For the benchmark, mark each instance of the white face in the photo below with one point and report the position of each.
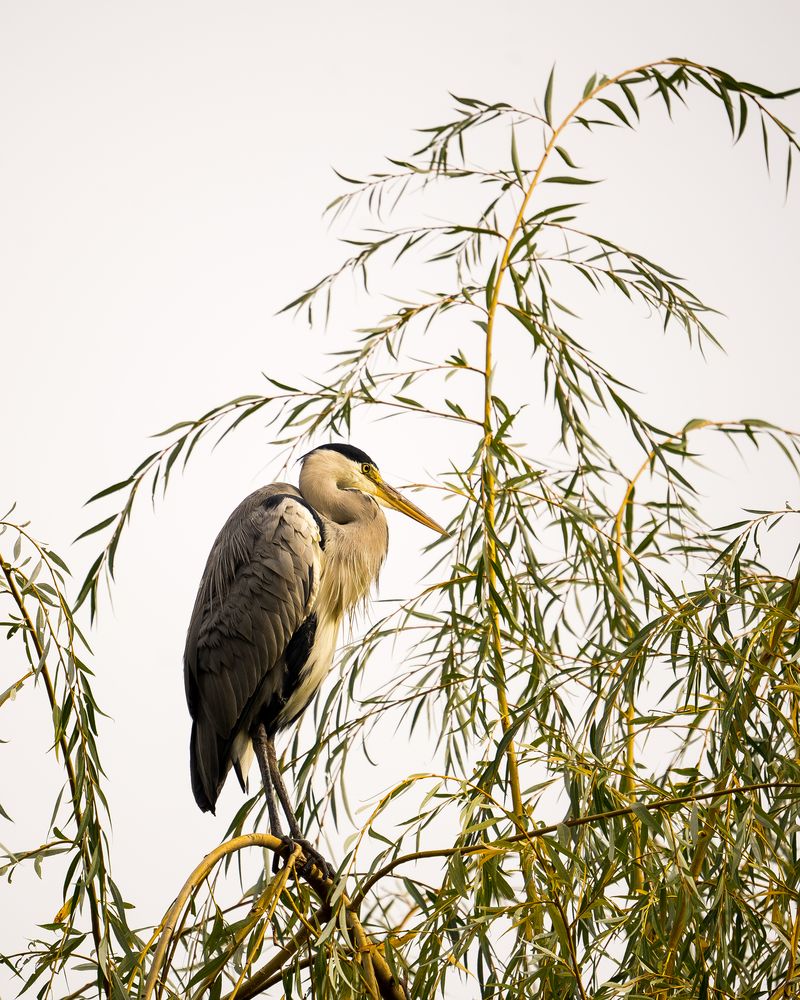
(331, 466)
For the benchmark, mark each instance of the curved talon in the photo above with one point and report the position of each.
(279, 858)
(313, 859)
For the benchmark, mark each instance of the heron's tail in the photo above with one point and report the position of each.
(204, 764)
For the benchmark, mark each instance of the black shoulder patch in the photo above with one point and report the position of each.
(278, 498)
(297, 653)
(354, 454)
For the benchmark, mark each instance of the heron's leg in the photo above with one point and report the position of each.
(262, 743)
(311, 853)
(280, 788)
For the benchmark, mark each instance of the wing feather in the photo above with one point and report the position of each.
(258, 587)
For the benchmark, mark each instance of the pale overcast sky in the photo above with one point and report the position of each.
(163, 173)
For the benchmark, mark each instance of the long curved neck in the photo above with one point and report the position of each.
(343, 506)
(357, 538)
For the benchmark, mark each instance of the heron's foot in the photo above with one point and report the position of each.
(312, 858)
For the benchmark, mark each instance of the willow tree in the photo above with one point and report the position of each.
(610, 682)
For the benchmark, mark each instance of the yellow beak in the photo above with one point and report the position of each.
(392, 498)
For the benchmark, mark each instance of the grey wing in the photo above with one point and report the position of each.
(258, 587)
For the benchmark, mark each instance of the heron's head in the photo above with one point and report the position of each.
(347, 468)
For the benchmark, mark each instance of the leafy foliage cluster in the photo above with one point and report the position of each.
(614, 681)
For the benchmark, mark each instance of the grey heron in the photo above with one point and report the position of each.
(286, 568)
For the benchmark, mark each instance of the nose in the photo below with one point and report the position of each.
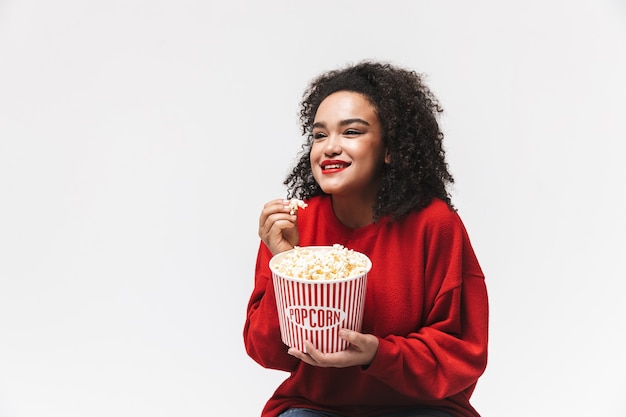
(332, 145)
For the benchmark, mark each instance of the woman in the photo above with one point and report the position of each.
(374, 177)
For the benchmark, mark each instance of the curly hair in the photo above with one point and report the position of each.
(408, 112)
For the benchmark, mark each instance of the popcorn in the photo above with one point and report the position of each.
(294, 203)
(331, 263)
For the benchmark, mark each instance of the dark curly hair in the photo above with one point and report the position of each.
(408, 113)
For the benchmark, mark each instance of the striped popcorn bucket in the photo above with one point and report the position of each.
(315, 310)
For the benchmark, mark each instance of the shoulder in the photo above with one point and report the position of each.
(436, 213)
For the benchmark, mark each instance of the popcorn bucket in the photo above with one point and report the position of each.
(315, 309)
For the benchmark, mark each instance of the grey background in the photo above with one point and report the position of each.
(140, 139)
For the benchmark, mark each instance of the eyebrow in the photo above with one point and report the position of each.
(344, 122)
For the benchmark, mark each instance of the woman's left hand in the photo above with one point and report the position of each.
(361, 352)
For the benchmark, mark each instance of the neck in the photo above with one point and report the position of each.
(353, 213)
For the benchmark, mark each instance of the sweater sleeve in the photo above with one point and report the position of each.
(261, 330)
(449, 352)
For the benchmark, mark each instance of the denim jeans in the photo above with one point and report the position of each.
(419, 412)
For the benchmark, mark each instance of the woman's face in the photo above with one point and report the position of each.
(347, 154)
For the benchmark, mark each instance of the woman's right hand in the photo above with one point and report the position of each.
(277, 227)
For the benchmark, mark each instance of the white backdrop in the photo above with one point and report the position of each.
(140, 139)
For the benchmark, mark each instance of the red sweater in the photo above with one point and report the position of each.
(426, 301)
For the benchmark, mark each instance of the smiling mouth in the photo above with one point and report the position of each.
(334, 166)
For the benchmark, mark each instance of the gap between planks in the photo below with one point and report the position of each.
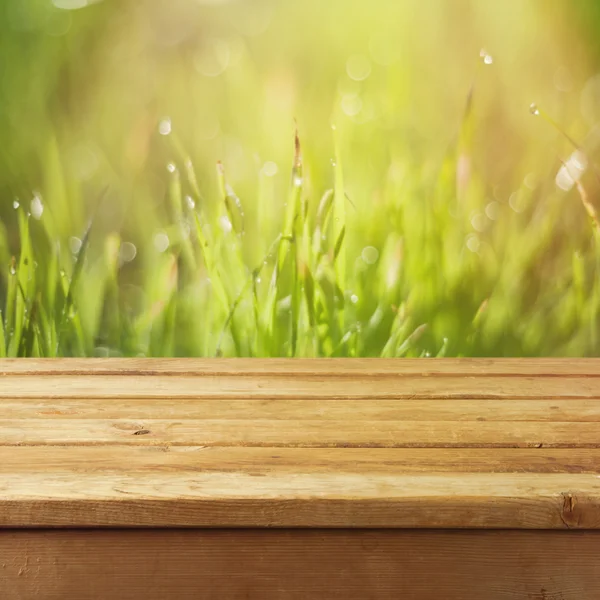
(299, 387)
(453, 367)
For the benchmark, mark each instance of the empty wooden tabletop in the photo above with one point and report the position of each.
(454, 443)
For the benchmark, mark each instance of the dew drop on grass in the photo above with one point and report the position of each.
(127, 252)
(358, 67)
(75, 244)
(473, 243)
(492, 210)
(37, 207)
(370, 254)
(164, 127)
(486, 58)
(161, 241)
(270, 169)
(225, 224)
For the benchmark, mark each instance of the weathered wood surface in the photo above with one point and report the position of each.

+===+

▶ Task requirements: Copy the material above in full and exactly, skipping pictures.

▶ Final result:
For the benchmark, mark each instance of the white face in the photo below with one point and report the position of each.
(331, 466)
For the benchmark, mark each instance of the curved talon in the photo above with one point and report the position of each.
(279, 858)
(313, 859)
For the benchmark, mark each instance of the heron's tail in the photo above with one point and report the position of each.
(204, 764)
For the benchmark, mark each instance of the black shoulder patch in the photo above with one point and report the position of each.
(278, 498)
(297, 653)
(354, 454)
For the benchmark, mark each instance of the heron's leg in the photo above with one point and report the position of each.
(262, 743)
(311, 853)
(280, 788)
For the benchmark, mark each instance of the wing feather in the photo above with one point and report the position of each.
(258, 587)
For the benchmark, mark each instance of the pale overcast sky in the photo above with one point and report the position of each.
(163, 173)
For the benchmark, mark each instance of the long curved neck in the photo above with one point and report the position of each.
(343, 506)
(357, 538)
For the benchmark, mark each instance of the heron's foot in the photo above with one point and report the position of each.
(312, 858)
For the benchmark, mark each instance of the willow tree in the photo above with one point and report the position of each.
(610, 682)
For the benchmark, mark each instance of the yellow beak in the photo above with one point and report the position of each.
(392, 498)
For the benchmark, mark each instance of the grey wing in the photo above with one point and report the position of each.
(258, 587)
For the benchmark, mark each instance of the heron's head in the photo above with one point and report the position of each.
(347, 468)
For the benchmark, mark each instance of the leafy foliage cluster in the photo above with one point and report the position of each.
(614, 681)
For the benchmark, mark each instance of the grey heron in the photo above with one point and report the position of each.
(286, 568)
For the benchmark, mark each instance of the nose in the photo below with one point and report the position of each.
(332, 145)
For the benchmark, mark each instance of the woman in the photo above with one point and report the position of each.
(374, 177)
For the benchmark, mark each instance of the curly hair in the photo above with one point and report the position of each.
(408, 112)
For the benchmark, mark each instance of the popcorn in the photo above with one point and report the position of each.
(294, 203)
(331, 263)
For the benchmark, mark each instance of the dark curly hair in the photo above with one point and report the position of each.
(408, 113)
For the benchmark, mark each instance of the striped popcorn bucket in the photo above with one point and report the position of each.
(315, 310)
For the benchmark, mark each instance of the shoulder in the photo above with one point and report the position of each.
(436, 213)
For the benchmark, mark each instance of the popcorn bucket in the photo above with one point and report the position of each.
(315, 309)
For the benchmark, mark each instance of the grey background in the photo above with one point and report the position of each.
(140, 139)
For the benchmark, mark each instance of the eyebrow in the photo above with one point and report the position of each.
(344, 122)
For the benchmark, mark each instance of the woman's left hand in the photo above with one point and report the position of each.
(361, 352)
For the benchmark, mark each instance of the neck in the photo above with one point and report the position of each.
(353, 213)
For the benchmark, mark each instance of the sweater sleeve in the photo above with one point and report the position of each.
(261, 330)
(449, 352)
For the benchmark, mark each instance of the denim jeans in the photo above with one point and report the position of each.
(419, 412)
For the benchmark, mark each instance of the woman's face in the photo above with one point and report the position of each.
(347, 154)
For the benchmark, mark each instance of the woman's right hand in the photo above with one point and report the position of each.
(277, 227)
For the benchmark, mark each instance of the white backdrop in the photo above with one point and report the position of each.
(140, 139)
For the benchmark, mark each instance of the red sweater in the photo above with one point and report the position of each.
(426, 301)
For the benchmark, mark each instance of the smiling mouth in the photo above with one point and report the position of each.
(334, 166)
For the benchmark, mark each instance of the gap between planks in the photo below with one point and report the position of each.
(299, 387)
(453, 367)
For the benchmark, mark each instance of the empty wooden tabletop in the photo above with one point and report the position of each.
(454, 443)
For the benchmark, mark each instance of the dew drop on grass in the photo above with one point and report the position of each.
(127, 252)
(358, 67)
(75, 244)
(473, 243)
(492, 210)
(37, 207)
(370, 254)
(164, 127)
(486, 58)
(161, 241)
(270, 169)
(225, 224)
For the benchmark, mark each instance of the weathered wood surface in the photo above with one point and report the position of each.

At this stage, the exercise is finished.